▶ Provided data

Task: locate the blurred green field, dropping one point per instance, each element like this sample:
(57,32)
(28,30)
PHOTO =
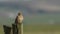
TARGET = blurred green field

▶ Problem to work on
Render the listing above as a Markdown table with the columns Row and Line, numbering every line and skipping blank ones. Leave the pictures out.

▶ Result for this task
| Row | Line |
|---|---|
| 1 | Task: locate the blurred green field, dropping one point per instance, each element like this sample: |
| 2 | (57,32) |
| 3 | (28,30) |
| 4 | PHOTO = |
| 5 | TARGET = blurred green field |